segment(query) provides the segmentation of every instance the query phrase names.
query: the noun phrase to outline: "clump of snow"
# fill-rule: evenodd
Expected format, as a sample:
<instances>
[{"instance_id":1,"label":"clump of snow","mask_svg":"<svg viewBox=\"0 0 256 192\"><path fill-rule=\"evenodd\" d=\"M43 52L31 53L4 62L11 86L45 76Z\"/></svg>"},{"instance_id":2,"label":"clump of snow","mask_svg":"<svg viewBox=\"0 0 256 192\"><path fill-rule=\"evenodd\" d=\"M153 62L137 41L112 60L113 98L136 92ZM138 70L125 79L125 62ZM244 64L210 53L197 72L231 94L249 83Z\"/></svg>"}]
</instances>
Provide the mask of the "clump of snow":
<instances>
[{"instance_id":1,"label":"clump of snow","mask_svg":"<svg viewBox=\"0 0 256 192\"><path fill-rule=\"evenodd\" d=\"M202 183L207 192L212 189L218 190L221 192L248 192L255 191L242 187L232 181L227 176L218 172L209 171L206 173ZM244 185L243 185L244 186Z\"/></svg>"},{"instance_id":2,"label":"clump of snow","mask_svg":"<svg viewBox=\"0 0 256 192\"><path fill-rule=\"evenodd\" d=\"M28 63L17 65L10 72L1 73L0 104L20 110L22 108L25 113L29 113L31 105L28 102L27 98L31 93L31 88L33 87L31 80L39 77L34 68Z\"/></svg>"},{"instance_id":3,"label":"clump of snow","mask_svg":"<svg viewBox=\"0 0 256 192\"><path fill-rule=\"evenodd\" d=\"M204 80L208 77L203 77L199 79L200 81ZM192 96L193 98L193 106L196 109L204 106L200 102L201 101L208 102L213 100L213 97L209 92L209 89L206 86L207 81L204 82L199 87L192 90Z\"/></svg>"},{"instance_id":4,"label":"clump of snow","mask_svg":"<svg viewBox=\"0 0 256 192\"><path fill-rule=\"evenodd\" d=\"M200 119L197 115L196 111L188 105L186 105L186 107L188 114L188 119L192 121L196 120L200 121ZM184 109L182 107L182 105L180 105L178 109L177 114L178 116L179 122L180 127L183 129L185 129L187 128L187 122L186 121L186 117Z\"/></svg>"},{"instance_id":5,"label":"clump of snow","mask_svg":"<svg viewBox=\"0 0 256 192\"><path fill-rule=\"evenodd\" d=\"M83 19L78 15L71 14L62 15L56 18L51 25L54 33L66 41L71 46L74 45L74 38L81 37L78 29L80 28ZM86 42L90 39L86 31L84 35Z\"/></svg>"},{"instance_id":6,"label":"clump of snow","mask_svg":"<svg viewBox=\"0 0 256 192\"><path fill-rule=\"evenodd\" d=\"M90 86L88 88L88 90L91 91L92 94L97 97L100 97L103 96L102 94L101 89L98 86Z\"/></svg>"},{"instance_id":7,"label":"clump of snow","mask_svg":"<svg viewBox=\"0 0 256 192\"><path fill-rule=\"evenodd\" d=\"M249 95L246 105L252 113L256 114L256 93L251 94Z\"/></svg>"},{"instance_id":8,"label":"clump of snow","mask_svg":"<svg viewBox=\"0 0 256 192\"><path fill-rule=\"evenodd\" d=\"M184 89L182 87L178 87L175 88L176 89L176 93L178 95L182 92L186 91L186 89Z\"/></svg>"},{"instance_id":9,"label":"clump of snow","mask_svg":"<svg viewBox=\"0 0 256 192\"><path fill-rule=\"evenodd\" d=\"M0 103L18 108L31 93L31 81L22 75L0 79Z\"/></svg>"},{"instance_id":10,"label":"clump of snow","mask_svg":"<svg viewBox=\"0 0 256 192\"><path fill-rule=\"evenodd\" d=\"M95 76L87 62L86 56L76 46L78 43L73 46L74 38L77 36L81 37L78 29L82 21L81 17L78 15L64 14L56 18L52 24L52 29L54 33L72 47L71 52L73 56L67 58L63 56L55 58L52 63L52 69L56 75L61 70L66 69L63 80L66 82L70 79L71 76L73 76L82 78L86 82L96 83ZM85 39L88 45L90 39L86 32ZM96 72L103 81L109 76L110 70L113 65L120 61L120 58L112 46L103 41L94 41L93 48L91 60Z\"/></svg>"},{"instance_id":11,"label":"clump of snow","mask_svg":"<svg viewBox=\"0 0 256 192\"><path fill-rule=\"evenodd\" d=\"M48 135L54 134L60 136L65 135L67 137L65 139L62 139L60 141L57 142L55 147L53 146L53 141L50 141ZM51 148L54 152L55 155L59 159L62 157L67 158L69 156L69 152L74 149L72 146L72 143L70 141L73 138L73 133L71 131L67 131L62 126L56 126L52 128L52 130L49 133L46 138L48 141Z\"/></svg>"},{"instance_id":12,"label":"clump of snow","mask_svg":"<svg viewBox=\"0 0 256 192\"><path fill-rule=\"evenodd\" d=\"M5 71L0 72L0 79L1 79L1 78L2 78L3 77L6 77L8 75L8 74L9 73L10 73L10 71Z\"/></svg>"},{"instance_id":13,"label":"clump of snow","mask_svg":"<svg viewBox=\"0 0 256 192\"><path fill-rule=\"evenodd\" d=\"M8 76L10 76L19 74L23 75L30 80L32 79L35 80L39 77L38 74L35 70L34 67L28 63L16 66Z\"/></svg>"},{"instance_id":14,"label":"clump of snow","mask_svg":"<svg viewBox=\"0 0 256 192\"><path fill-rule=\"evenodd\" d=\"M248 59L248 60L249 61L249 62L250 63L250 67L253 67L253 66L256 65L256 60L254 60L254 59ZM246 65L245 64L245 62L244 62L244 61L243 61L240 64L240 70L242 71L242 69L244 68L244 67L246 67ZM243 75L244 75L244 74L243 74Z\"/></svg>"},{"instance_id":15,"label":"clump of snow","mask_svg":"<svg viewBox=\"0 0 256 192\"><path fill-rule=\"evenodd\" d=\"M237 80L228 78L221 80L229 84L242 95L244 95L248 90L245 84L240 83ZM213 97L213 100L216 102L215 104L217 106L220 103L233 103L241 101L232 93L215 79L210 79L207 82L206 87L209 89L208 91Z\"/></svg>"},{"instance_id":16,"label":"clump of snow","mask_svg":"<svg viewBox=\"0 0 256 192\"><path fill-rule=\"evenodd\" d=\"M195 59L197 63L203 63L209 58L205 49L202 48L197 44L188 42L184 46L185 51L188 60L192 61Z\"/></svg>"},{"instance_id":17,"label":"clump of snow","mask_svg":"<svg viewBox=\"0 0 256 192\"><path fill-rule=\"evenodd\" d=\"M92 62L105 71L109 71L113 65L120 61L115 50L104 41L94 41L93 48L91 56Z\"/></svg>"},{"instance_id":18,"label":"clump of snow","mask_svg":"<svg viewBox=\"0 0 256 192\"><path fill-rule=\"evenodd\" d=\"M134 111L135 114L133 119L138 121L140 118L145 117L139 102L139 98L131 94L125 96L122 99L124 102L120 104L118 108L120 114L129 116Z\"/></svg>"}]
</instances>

---*---

CONSIGNE
Relevez dans les entrées ci-dessus toutes les lignes où figure l'expression « phrase », puis recopiez chacune d'elles en entier.

SOLUTION PROPOSÉE
segment(query) provides the segmentation of every instance the query phrase names.
query: the noun phrase to outline: "clump of snow"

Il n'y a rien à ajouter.